Task inputs:
/---
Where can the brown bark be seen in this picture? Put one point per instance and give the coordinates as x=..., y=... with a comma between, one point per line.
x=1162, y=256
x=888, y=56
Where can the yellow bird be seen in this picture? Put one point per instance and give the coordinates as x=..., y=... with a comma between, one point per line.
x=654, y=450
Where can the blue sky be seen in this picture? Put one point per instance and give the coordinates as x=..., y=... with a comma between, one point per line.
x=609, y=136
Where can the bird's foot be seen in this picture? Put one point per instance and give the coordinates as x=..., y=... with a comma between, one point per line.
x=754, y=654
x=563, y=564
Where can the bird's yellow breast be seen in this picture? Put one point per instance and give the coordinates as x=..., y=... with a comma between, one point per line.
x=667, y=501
\---
/---
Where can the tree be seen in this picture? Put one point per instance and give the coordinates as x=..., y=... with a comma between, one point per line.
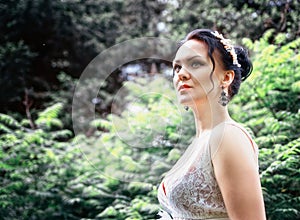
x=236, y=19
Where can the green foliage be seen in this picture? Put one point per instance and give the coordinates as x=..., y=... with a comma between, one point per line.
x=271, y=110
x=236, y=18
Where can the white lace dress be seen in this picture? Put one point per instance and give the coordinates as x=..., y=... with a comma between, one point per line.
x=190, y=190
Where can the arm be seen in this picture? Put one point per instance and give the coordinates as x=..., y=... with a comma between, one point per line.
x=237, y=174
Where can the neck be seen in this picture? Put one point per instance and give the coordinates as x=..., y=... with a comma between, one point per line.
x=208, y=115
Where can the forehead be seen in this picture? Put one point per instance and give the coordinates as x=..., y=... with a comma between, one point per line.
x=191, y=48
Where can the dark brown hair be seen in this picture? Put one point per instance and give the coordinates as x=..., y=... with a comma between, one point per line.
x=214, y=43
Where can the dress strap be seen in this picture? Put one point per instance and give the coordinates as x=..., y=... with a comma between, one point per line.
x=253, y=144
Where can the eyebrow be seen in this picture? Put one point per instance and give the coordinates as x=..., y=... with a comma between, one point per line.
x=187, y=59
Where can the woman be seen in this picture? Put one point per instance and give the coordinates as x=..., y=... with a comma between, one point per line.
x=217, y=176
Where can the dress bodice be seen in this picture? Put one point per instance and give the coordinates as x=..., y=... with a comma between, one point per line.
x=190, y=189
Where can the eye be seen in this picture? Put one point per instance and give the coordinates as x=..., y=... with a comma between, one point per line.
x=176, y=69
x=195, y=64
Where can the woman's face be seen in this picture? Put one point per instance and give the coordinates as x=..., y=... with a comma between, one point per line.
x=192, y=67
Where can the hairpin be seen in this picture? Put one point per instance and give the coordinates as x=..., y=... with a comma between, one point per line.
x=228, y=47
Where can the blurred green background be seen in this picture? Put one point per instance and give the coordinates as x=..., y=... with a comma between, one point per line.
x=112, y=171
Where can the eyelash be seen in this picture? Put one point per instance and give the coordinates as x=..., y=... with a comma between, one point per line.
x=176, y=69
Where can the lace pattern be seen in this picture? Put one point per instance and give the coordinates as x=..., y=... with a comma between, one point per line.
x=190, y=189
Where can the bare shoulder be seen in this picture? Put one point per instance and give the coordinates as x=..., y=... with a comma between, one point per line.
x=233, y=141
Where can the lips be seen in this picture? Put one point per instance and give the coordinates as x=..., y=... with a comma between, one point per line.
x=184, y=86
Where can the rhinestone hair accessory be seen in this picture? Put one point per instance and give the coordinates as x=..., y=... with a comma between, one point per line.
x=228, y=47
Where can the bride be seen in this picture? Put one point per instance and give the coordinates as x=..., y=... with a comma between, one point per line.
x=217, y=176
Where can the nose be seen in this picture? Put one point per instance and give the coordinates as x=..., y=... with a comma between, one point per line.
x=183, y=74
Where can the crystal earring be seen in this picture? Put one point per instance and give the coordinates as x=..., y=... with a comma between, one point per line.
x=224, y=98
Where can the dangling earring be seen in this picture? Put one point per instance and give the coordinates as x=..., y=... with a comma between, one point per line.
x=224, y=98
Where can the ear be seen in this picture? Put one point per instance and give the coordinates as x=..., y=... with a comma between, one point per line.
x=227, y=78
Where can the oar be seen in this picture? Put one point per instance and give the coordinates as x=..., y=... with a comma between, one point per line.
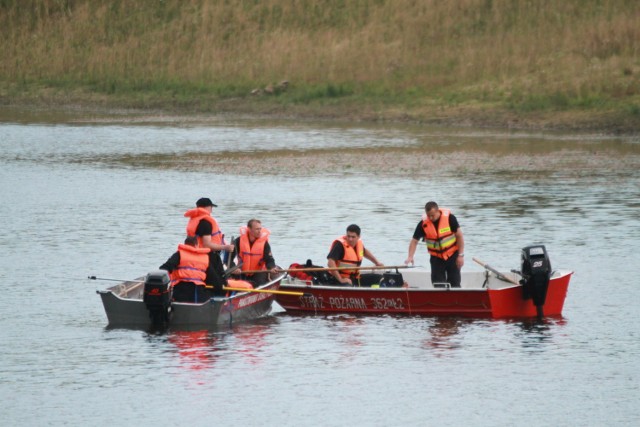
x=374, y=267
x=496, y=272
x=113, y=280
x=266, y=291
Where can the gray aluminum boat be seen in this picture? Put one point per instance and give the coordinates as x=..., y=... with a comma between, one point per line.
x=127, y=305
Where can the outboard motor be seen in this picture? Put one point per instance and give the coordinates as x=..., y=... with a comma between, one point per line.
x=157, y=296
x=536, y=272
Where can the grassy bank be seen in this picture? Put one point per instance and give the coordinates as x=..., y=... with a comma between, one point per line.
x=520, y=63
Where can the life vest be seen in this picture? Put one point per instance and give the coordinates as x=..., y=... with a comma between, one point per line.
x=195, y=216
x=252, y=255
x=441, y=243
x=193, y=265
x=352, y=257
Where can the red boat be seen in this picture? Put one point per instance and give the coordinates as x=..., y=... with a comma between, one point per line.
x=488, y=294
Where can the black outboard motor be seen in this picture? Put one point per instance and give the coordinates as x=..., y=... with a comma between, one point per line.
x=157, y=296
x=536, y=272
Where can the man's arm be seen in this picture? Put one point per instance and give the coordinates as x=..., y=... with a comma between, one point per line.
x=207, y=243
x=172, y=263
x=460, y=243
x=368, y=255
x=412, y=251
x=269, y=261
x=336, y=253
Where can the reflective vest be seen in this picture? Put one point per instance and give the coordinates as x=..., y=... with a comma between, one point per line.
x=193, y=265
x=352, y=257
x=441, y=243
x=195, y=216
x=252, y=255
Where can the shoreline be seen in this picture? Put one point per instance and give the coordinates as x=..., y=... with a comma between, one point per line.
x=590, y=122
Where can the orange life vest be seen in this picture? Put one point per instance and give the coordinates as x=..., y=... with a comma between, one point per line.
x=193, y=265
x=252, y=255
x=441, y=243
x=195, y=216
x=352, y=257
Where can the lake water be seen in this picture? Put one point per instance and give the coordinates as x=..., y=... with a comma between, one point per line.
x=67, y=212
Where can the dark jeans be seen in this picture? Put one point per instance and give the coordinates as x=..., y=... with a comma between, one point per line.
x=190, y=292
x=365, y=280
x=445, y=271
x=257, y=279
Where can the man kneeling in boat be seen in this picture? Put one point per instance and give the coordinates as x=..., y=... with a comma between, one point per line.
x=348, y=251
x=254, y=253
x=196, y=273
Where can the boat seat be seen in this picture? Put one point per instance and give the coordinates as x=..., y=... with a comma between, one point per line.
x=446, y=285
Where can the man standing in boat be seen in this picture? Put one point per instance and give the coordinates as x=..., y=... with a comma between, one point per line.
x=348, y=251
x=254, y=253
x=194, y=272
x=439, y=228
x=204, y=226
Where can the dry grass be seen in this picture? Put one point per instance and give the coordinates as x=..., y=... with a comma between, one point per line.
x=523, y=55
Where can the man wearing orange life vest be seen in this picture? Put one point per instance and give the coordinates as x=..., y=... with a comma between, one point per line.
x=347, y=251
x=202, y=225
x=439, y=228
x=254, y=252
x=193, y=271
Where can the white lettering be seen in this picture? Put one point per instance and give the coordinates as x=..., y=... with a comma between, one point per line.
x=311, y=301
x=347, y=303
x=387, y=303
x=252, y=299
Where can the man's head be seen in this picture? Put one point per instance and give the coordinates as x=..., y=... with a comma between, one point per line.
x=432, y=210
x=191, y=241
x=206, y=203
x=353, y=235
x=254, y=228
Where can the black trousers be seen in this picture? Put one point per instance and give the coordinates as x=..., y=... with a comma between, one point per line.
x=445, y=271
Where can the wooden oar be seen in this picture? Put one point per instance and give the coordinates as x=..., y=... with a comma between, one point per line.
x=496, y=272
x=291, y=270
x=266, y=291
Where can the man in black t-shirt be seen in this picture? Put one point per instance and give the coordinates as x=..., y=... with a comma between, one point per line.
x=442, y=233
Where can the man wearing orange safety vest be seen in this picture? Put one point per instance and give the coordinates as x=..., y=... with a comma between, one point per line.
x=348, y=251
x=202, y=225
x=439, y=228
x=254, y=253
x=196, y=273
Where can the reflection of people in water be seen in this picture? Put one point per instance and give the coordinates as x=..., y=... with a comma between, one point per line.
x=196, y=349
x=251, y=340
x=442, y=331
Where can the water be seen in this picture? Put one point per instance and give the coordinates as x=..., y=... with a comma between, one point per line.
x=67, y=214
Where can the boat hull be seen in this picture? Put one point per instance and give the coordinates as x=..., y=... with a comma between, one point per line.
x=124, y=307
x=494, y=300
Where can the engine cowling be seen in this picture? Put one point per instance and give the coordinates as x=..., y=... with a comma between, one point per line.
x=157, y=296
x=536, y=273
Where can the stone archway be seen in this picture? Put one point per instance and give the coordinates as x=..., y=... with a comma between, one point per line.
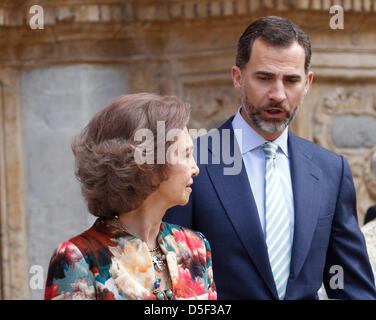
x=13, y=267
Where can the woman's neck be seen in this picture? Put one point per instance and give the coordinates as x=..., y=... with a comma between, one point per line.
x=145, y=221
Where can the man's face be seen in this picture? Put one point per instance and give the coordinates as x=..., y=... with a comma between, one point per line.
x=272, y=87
\---
Task to complete: Rescale the rows starting at the line that contains "Where can the green" and ending at the line that contains "x=195, y=64", and write out only those lines, requests included. Multiply every coordinate in the answers by 2.5 and round to whole numbers, with halves rounded up.

Answer below:
Where can the green foliage be seen in this picture? Put one point per instance and give the coordinates as x=..., y=... with a comma between, one point per line.
x=678, y=275
x=590, y=45
Where can the white lace dress be seen in this picture? Put one point per instance and give the coordinates as x=..., y=... with a comma between, one point per line.
x=475, y=475
Where can the arm be seen in this picture? Put one point per instance and give the coordinates as x=..., y=... with a comma between, one point per line.
x=593, y=435
Where can the neck be seen in this picture? Put one point per instance and give the coordinates as x=..., y=... with a comma between, one point per line.
x=520, y=288
Where can the forehead be seen in this picture? Put one point per instance and give the coordinates as x=..., y=... with a comma between, one point per line.
x=478, y=120
Where can the dark brown hair be seen in this picture? Put one point per instance and give the coordinates as x=..., y=... with a comma between, one point per line.
x=535, y=108
Where can the dress strap be seen in this picture? Put one point per instance and give the coordinates as x=..., y=... with a comma between, one point per line.
x=633, y=360
Where can the eyebrow be seen in this picture? Put one point per instance and give the coordinates as x=..., y=... with a comma between, one point per line.
x=468, y=148
Where can the woman be seen in this picture? Put one point per instance and give the coordinates as x=..., y=... with a comma between, one point per line.
x=543, y=440
Where can the dress bodice be seen in this picture? Put one point per instance and give the coordinates as x=..., y=... with a comma between, one point per line.
x=475, y=473
Where can the eye be seen in this picture? Put one point per instance and give the coordinates as x=..., y=... with a comma between, one point per line.
x=440, y=173
x=488, y=160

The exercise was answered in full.